Excerpt from a dataset
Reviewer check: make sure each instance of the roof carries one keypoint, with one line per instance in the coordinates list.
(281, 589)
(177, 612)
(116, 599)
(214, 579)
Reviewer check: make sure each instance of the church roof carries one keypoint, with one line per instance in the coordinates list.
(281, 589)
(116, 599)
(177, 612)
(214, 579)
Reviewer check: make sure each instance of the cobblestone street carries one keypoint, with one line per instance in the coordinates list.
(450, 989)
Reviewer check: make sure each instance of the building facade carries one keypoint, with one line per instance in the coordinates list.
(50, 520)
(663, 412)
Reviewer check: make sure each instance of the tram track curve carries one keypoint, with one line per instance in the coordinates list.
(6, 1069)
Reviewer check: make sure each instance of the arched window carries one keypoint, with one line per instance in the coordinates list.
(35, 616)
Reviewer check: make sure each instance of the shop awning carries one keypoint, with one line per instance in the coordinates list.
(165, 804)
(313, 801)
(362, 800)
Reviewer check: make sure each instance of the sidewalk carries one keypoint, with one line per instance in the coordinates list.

_TO DO_. Can you reproduce all of the lines above word for word, in the same order?

_SOLVED PROBLEM_.
Reviewer check: make sure each instance of the roof carries one keypoint, with one line per instance in the coordinates list.
(281, 589)
(177, 612)
(116, 599)
(214, 579)
Reviewer check: make sure each instance of the church roof carries one keypoint, with one line per instance in the coordinates list.
(281, 589)
(116, 599)
(177, 612)
(214, 579)
Reviewer check: make sure each instance of the cobblestone street carries one keypoint, with one line per instance in the coordinates list.
(450, 989)
Reviewer check: make sure each instance of the building facade carries one keypoint, with one line per instance in the coordinates list.
(50, 520)
(663, 412)
Reviewer check: make sure each instance of the tram track curve carries one keypoint, with one line per instance in the coordinates list.
(6, 1069)
Reviewer check: make sure each instance of the arched window carries one keypoint, with one line per instance in the coordinates list.
(35, 616)
Reviewer check: make sure each instance of the shop awning carries one keypoint, with one line per instance in the coordinates list.
(165, 804)
(313, 801)
(362, 800)
Reviewer check: make sure each instance of the sidewalk carries one keypoint, with one line per instance in the coordinates list.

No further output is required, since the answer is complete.